* **What the exercise asks**
Every line containing the string "plant" is to be copied from the records.

Point localization data:
+---+
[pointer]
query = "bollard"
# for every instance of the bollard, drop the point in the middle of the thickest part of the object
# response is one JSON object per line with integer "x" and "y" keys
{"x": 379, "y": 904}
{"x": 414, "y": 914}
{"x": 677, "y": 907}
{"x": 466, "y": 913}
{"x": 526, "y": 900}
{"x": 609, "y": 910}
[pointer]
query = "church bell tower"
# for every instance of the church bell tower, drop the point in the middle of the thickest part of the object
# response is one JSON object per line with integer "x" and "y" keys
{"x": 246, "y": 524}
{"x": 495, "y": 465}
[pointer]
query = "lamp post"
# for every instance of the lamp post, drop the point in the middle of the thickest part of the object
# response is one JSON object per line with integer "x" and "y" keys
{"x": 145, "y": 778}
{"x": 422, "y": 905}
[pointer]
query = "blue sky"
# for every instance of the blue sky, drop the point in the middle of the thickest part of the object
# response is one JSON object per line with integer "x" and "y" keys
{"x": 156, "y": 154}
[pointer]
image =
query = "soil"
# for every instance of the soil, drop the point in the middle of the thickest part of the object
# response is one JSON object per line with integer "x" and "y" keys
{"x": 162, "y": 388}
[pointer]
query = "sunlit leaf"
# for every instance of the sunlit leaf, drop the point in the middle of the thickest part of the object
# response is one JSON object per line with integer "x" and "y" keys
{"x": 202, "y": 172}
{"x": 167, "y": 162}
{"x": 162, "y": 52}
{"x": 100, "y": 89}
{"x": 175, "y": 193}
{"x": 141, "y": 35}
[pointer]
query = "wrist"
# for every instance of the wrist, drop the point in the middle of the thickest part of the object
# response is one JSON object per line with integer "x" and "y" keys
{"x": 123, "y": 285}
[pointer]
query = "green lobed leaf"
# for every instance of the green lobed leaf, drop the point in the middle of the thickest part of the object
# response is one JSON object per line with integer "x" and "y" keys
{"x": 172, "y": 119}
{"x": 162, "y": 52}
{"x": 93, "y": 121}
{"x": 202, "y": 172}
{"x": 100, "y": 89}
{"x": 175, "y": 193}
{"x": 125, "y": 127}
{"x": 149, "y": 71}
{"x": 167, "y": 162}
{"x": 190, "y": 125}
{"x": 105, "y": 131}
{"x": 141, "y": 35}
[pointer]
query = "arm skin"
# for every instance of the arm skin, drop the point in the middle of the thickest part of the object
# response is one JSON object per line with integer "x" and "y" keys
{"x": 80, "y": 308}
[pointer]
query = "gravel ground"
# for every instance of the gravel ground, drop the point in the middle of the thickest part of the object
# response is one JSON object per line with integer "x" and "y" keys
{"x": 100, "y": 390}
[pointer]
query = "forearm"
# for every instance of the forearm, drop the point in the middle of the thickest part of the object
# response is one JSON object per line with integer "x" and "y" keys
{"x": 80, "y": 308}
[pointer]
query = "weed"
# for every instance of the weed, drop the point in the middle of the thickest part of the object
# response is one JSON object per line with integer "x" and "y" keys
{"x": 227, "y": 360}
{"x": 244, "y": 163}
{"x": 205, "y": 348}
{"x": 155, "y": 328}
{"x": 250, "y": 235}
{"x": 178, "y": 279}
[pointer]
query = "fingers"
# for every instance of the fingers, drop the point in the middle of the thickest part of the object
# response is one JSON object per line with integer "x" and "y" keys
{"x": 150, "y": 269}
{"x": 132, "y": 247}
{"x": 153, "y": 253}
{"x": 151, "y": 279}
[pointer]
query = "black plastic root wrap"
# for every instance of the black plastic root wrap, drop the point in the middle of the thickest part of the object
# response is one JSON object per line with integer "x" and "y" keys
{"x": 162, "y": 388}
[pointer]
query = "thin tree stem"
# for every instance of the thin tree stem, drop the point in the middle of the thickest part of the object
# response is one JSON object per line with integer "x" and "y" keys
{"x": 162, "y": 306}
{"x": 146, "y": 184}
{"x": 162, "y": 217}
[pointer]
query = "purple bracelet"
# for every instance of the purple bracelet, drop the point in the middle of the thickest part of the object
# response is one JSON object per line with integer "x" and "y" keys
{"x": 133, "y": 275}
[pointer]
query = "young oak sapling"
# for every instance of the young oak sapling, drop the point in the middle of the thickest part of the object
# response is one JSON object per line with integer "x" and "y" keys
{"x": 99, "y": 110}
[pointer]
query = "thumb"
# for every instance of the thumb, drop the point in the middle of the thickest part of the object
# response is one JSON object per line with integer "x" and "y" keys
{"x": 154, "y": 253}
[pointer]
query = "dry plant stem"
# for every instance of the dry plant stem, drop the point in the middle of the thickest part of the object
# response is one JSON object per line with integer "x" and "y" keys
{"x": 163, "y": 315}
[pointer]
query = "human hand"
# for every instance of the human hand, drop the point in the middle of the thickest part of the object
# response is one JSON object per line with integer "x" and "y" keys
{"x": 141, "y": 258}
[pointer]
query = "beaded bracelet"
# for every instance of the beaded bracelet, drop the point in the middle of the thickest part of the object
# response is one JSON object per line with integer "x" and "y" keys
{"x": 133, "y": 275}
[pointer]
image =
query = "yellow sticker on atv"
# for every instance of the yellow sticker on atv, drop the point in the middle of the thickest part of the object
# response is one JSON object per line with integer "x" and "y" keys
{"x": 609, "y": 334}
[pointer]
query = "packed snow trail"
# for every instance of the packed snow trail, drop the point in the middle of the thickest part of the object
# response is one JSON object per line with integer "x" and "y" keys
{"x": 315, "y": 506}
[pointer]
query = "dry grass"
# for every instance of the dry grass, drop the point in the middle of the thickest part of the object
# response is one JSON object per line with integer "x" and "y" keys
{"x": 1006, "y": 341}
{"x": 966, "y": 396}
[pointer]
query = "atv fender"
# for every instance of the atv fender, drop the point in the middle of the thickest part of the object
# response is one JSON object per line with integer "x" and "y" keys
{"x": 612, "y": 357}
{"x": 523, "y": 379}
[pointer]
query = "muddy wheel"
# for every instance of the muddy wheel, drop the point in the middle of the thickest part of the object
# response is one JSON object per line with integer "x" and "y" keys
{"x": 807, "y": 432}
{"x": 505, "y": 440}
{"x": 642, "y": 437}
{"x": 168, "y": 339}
+---+
* **Task response**
query = "dry plant stem"
# for every instance of the dry plant stem, drop the point in the middle of the thickest part of the object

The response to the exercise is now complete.